**What is required**
Could you pick up the article below on the failed Western response to the war in Yugoslavia and continue it from its last sentence?

**Reading passage**

Monday, Jun. 08, 1992

A Chronic Case of Impotence

By GEORGE J. CHURCH

Like pre-1914 Europe, the new world order of George Bush died in Sarajevo.

-- French political analyst Pierre Hassner

The comparison is a bit hyperbolic: hardly anyone expects a third World War to blossom from the present fighting in the capital of Bosnia-Herzegovina. But in other respects Hassner's comment is right on. The essence of Bush's "new world order," proclaimed shortly before the Persian Gulf war, was that quick, decisive action by international bodies would make the world unsafe for aggression. But when the next test came, in the breakup of Yugoslavia, the U.S. and its European allies floundered.

A year of vicious ethnic bloodletting has ensued. Now most of the world has decided that the prime cause of the fighting is the nationalist fervor of Serbia. Yes, the war is a more complicated eruption of ancient religious, ethnic and territorial hatreds, but it is Serbia's determination to bite off parts of the other republics peopled by Serbs that keeps the war going. And the U.S., the 12-nation European Community, the 52-nation Conference on Security and Cooperation in Europe (C.S.C.E.) and the United Nations have let it roll on unchecked while dithering helplessly about what, if anything, to do.

There are no obvious solutions if the parties on the ground are unwilling to call it quits. Even now the odds are that the sanctions finally imposed last week by the U.S., the European Community and the U.N. Security Council will not stop the bloodshed before Serb leader Slobodan Milosevic achieves, by dint of arms, his apparent aim of forging a Greater Serbia.

Like Saddam Hussein, Milosevic probably could have been halted only by force. But no one outside Yugoslavia was -- or is -- prepared to go to war against him. Military intervention, most believe, would be likely to land outside powers in a Vietnam-style quagmire and cost them heavy casualties. There may be universal outrage at the human carnage, but unlike Iraq's grab for oil-rich Kuwait, Serbia's depredations against Croatia and Bosnia do not threaten the strategic interests of the U.S. or European neighbors enough to justify the risks of sending in troops.

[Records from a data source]
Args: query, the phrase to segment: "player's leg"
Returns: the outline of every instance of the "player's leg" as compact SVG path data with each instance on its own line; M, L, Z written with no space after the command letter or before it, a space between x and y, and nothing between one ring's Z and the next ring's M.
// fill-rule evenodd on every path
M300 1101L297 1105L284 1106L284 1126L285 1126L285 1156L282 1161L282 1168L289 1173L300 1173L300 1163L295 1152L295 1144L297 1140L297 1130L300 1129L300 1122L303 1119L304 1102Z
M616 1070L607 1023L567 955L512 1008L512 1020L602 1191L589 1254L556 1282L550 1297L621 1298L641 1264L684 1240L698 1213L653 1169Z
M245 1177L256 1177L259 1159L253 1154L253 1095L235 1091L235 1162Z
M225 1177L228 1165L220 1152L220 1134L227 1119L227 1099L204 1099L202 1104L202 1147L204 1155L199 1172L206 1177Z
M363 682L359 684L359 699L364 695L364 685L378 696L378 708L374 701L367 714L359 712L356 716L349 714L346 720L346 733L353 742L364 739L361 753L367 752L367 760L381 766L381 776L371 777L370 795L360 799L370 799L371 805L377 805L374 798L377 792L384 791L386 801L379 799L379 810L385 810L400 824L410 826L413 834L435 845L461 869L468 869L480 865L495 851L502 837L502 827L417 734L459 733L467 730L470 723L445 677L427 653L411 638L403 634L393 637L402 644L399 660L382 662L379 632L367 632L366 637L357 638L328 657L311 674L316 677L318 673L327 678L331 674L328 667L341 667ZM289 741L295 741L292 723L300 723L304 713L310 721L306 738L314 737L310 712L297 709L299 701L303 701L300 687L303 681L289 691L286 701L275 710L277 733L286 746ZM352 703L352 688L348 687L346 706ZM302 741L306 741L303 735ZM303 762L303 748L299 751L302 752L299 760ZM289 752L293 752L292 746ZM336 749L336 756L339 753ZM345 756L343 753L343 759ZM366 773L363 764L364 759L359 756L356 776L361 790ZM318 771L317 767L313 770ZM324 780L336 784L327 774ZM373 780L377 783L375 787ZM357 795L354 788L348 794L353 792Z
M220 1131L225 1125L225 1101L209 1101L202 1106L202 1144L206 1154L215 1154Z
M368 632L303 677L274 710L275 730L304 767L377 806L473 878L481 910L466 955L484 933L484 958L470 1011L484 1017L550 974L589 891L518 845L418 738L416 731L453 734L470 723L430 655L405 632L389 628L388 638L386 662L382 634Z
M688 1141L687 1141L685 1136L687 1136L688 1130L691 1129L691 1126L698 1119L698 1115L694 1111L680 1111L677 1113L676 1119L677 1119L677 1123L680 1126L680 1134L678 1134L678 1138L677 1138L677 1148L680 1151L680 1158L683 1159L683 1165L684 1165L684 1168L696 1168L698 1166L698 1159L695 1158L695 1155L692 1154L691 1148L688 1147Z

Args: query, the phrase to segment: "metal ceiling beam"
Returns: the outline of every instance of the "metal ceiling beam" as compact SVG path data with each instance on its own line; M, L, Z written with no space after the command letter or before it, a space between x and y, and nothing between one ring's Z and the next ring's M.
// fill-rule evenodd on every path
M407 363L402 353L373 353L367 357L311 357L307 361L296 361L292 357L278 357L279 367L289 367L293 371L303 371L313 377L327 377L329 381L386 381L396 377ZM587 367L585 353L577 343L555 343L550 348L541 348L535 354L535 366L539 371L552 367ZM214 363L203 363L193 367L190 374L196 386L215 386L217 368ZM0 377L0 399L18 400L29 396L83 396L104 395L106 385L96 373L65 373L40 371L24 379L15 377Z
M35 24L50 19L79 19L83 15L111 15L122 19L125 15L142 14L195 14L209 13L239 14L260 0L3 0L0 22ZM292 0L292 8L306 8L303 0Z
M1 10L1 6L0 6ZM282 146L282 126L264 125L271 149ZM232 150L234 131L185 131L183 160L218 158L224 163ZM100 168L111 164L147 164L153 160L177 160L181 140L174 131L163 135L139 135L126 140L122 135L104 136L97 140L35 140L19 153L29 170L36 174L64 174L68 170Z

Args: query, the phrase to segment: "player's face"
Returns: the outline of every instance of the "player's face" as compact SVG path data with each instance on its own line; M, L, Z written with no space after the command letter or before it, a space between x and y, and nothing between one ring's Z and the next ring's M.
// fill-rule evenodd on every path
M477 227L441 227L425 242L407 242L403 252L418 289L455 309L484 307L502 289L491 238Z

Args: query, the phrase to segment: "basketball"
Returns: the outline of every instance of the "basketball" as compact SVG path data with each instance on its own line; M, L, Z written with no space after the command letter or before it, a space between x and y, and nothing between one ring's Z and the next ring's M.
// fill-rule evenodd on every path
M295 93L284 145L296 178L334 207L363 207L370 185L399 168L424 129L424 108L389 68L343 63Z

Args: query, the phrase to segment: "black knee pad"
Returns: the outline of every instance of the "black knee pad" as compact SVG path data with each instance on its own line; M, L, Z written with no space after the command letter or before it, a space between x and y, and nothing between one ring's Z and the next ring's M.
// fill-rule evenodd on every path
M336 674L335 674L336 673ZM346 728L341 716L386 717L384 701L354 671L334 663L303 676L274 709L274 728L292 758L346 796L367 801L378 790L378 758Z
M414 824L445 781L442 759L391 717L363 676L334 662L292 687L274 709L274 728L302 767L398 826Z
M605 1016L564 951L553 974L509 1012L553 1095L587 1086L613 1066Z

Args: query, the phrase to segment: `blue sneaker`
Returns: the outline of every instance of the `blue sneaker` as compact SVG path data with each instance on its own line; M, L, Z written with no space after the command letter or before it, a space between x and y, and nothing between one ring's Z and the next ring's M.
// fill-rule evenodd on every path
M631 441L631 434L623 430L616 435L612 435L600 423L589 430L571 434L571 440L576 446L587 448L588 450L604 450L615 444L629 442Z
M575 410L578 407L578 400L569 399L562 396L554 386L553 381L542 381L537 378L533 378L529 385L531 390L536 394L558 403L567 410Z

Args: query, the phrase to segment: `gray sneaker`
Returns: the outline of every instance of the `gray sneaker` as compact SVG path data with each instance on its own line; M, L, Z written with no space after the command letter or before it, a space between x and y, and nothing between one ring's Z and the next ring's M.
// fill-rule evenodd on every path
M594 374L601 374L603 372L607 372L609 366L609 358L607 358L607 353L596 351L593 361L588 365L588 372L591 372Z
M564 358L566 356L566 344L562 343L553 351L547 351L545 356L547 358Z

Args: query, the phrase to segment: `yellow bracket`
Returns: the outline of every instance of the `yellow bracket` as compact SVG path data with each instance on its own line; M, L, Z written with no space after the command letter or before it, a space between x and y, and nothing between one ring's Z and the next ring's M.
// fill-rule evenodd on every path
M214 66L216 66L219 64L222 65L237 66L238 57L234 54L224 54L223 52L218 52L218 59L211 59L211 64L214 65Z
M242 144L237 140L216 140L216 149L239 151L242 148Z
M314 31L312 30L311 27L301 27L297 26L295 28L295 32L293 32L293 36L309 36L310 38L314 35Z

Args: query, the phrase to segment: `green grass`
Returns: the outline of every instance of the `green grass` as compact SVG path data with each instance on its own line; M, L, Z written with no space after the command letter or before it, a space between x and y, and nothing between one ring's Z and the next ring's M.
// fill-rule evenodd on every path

**Result**
! The U.N. sanctions go about as far as foreign pressure can, short of war. They will stop all Serbian exports and all imports except for food and medicine, freeze Serbian assets held abroad and break all air links to the outside world. The key measure, though, is an embargo on oil, the lifeblood of both modern industry and mechanized armies, but it is far from certain that the tap will be turned off. Almost half of Serbia's fuel comes from Russia and China, which went along only reluctantly with the sanctions resolution. Some British diplomats are worried that oil may slip into Serbia from Romania, or from the Middle East via Greece, which has important trade routes through Serbia.

Worse, the sanctions may not work even if they are enforced. Serbia is close to self-sufficiency in food production and has stockpiled goods and fuel; its external trade has already been nearly halted by the war without noticeably denting the Serbs' fighting spirit. "The more primitive the economy, the more impervious the country is to boycotts," notes Michael Dewar, deputy director of the London-based International Institute for Strategic Studies. Though British officials hope that economic hardship might eventually loosen Milosevic's hold on his followers, one senior French diplomat fears that it will breed an us-against-the-world solidarity.

If sanctions fail, there is some cautious talk about military intervention to the extent of providing armed escorts for shipments of food and medicine to Bosnia's beleaguered Muslim Slavs. But so far the Security Council has not authorized sending U.N. troops to the republic; members are concerned that the soldiers might come under fire and suffer casualties. Similar worries delayed the dispatch of a peacekeeping force of 14,000 to Croatia until the Serbs had completed their conquest of Serb areas, and an "ethnic cleansing" of those regions to expel Croats continues.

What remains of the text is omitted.